1o Il y a, disons-nous, des impulsions arrêtées. En effet, l’acte, dans les conditions que nous lui supposons tout d’abord, s’accompagne généralement d’une certaine hésitation, on réfléchit le long du chemin pour savoir si l’on doit aller jusqu’au bout. L’hésitation est parfois si forte que l’on se retourne au milieu de la route ou au moment de mettre la main sur le timbre de la porte. De plus, pour peu que l’habitude manque, on ne sait trop comment se présenter ; on ignore, si l’on ne connaît pas les gens à qui l’on fait visite, quel est leur caractère, quelles sont leurs manières, et quelles sont celles qu’il convient le mieux de prendre en cette occasion. De là vient que plusieurs impulsions à divers actes qui naissent dans l’esprit sont non pas complètement repoussées, mais enrayées, et empêchées de se traduire par des mouvements musculaires. Ajoutons aussi, comme enrayées dans leur développement, les tendances qui tendraient à faire rebrousser chemin ; ajoutons encore les impulsions à la parole, enrayées souvent au point que l’on ne sait que dire, bien que des idées, c’est-à-dire des tendances à la parole nous viennent à l’esprit. Examinons au contraire ce qui se passe quand l’habitude a fait disparaître l’émotion. Nous voyons que toutes ces impulsions jadis arrêtées, n’existent plus, ont été supprimées, ou bien aboutissent à l’acte sans obstacle appréciable. Ni la tendance qui porte à se diriger vers une maison déterminée, ni celle qui porte à agir d’une certaine façon, ni celle qui pousse à prononcer de certaines paroles n’éprouvent de difficulté à se traduire par des actes ; tout se fait facilement et machinalement quelquefois.

-=-=-=-=-

Tâches à faire:
[1] Les affirmations suivantes sont-elles conformes au texte sur les impulsions arrêtées ci-dessus ? Répondez par oui ou non à chacune et citez les mots décisifs du texte.
(a) L'hésitation peut pousser à faire demi-tour au milieu du trajet.
(b) Les impulsions décrites sont entièrement repoussées.
(c) Une fois l'émotion dissipée par l'habitude, les actes s'accomplissent sans peine.
[2] D'après le texte sur les impulsions arrêtées, à quoi correspondent les idées qui viennent à l'esprit ?
[3] Dans le texte sur les impulsions arrêtées, reformulez sous forme de liste le paragraphe qui commence par « Il y a, disons-nous, des impulsions arrêtées » en conservant ses faits principaux.

-=-=-=-=-

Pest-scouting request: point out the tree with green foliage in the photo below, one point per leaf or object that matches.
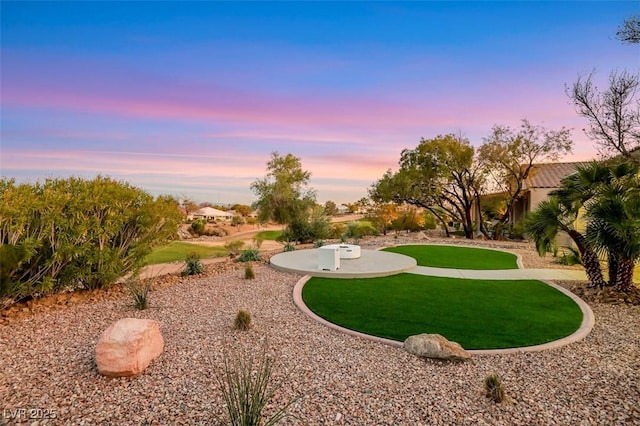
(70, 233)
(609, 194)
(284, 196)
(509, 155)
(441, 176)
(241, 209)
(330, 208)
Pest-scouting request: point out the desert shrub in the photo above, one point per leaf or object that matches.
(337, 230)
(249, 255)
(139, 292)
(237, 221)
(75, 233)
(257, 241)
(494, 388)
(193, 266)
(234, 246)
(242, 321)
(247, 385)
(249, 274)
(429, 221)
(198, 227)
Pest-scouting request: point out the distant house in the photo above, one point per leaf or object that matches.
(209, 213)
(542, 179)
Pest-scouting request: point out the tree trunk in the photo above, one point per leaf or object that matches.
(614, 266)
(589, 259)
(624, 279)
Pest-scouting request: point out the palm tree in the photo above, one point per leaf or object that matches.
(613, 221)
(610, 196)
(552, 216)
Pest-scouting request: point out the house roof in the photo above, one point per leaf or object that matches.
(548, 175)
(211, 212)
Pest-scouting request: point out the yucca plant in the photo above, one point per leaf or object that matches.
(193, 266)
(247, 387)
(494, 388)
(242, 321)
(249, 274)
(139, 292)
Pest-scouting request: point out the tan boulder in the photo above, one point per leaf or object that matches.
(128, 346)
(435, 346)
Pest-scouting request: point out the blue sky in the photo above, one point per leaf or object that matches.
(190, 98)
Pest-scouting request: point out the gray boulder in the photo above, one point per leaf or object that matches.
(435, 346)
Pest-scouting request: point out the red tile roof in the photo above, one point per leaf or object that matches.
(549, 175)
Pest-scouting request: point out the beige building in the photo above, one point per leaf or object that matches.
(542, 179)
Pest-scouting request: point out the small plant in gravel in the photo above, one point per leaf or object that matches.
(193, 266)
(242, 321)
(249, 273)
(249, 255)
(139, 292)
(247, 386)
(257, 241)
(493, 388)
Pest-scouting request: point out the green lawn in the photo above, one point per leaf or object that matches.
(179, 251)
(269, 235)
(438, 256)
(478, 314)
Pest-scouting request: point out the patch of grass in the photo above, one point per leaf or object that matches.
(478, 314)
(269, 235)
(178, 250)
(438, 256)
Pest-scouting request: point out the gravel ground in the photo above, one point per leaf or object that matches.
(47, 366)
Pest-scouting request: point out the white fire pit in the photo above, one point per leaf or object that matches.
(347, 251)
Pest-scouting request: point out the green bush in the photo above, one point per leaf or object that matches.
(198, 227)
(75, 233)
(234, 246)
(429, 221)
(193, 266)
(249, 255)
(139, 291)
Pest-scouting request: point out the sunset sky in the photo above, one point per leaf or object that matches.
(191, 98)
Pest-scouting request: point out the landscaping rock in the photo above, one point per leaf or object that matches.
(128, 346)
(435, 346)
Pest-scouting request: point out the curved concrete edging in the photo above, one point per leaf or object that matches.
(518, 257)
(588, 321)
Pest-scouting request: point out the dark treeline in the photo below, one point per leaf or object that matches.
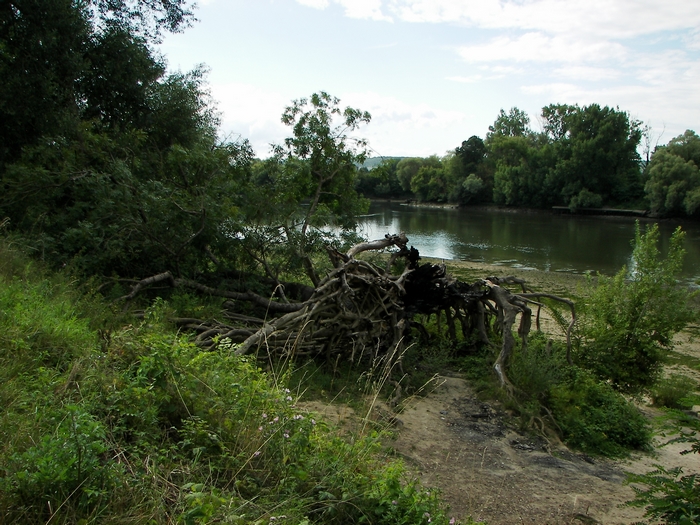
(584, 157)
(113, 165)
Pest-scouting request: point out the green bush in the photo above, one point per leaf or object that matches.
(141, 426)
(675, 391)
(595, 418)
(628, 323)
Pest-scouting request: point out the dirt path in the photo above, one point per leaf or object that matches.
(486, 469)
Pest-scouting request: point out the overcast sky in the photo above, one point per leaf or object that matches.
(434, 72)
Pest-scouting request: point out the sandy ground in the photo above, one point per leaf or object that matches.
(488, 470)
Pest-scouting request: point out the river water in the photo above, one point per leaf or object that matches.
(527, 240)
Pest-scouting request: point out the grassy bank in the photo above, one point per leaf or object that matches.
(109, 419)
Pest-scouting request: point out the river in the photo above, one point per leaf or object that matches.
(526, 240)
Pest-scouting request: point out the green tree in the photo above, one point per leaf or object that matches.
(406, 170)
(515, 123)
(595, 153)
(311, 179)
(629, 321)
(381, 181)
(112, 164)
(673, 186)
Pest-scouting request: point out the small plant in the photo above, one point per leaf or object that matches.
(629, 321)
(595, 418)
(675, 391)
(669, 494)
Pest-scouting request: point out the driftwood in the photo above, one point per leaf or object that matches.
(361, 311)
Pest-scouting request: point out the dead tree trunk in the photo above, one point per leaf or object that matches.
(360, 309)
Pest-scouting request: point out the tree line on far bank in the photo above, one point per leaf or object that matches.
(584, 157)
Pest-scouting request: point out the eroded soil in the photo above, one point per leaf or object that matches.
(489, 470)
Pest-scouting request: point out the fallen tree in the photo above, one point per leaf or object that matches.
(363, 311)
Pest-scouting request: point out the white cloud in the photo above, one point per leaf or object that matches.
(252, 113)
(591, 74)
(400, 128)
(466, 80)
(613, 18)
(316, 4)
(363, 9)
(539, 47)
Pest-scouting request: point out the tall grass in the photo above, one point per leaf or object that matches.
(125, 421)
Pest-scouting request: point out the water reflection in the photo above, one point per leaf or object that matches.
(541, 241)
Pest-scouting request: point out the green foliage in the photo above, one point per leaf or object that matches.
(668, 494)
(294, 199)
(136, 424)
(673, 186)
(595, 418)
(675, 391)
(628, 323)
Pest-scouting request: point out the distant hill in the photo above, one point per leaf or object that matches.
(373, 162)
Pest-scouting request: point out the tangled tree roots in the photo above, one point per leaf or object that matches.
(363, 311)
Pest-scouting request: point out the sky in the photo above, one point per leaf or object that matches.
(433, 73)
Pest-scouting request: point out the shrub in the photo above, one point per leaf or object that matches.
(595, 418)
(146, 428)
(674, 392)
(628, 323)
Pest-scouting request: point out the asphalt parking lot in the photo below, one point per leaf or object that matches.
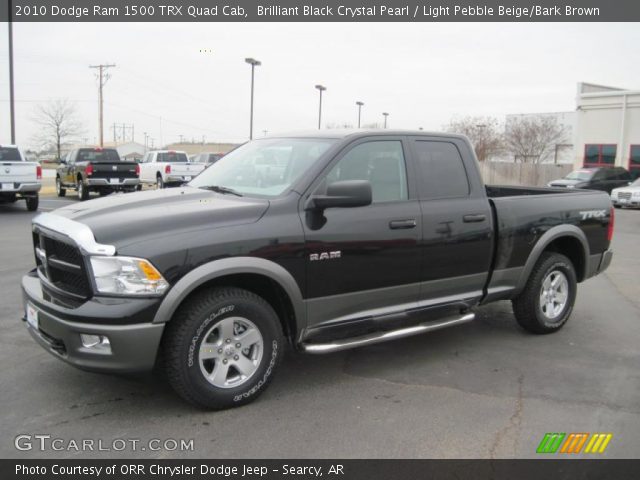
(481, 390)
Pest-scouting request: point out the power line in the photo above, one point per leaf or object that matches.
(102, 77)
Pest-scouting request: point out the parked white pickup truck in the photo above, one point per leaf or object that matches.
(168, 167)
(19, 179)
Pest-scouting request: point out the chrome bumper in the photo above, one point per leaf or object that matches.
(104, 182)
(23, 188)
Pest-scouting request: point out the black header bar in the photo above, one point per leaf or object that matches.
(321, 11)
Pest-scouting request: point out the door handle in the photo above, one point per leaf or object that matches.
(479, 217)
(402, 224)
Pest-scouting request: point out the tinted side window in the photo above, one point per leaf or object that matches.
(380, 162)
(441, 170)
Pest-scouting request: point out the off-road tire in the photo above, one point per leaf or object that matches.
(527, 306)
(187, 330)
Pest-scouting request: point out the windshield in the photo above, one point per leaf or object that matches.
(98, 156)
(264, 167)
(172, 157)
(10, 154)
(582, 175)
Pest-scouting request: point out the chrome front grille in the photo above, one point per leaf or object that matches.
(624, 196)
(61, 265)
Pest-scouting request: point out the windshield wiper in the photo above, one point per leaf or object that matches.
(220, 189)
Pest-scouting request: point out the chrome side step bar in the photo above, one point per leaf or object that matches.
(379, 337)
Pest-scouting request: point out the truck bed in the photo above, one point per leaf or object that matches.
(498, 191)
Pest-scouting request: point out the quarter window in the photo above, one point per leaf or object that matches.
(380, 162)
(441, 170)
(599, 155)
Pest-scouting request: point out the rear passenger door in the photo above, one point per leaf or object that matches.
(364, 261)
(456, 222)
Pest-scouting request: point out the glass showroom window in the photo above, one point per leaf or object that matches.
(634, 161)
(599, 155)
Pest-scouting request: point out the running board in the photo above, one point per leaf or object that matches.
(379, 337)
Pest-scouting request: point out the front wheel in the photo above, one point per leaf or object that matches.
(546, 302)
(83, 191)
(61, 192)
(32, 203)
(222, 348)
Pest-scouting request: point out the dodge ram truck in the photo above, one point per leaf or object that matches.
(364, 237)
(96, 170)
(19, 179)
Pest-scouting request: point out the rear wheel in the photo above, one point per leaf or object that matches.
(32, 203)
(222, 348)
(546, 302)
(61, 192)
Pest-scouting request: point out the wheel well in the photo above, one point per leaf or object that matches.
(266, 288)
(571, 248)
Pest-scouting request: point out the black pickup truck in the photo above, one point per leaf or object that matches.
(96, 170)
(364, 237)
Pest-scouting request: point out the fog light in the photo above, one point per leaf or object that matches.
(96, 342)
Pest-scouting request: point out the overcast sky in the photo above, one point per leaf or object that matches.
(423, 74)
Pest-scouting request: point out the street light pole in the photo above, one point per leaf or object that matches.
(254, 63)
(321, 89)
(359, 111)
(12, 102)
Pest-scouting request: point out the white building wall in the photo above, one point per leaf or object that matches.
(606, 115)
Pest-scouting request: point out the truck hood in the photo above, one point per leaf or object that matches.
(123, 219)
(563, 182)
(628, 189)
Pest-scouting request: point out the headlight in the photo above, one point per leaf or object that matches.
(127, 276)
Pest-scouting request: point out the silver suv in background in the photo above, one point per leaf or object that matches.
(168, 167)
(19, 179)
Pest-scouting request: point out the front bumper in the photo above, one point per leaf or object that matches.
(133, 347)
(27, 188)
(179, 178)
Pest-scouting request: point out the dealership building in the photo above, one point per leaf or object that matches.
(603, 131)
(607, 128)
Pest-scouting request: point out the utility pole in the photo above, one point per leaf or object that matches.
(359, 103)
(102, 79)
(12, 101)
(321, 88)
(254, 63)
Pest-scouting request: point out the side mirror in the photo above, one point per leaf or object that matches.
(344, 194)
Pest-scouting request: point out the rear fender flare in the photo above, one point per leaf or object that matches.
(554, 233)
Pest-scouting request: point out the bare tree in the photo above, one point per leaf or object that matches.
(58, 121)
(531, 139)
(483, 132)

-=-=-=-=-

Réponses par tâche:
[1]
(a) Oui : « L’hésitation est parfois si forte que l’on se retourne au milieu de la route ou au moment de mettre la main sur le timbre de la porte. »
(b) Non : « sont non pas complètement repoussées, mais enrayées »
(c) Oui : « tout se fait facilement et machinalement quelquefois. »

[2] À des tendances à la parole.

[3]
- L'acte s'accompagne en général d'une hésitation : en chemin, on se demande si l'on doit aller jusqu'au bout.
- Cette hésitation peut faire rebrousser chemin, parfois au moment de sonner.
- Sans habitude, on ne sait pas comment se présenter ni quelles manières adopter devant des gens inconnus.
- Plusieurs impulsions sont donc enrayées, sans être complètement repoussées, et ne se traduisent pas en mouvements musculaires.
- Les tendances à faire demi-tour et les impulsions à la parole sont, elles aussi, enrayées, au point qu'on ne sait que dire.
- Quand l'habitude a fait disparaître l'émotion, ces impulsions sont supprimées ou aboutissent à l'acte sans obstacle.
- Aller vers la maison, agir d'une certaine façon et prononcer certaines paroles se fait alors facilement, parfois machinalement.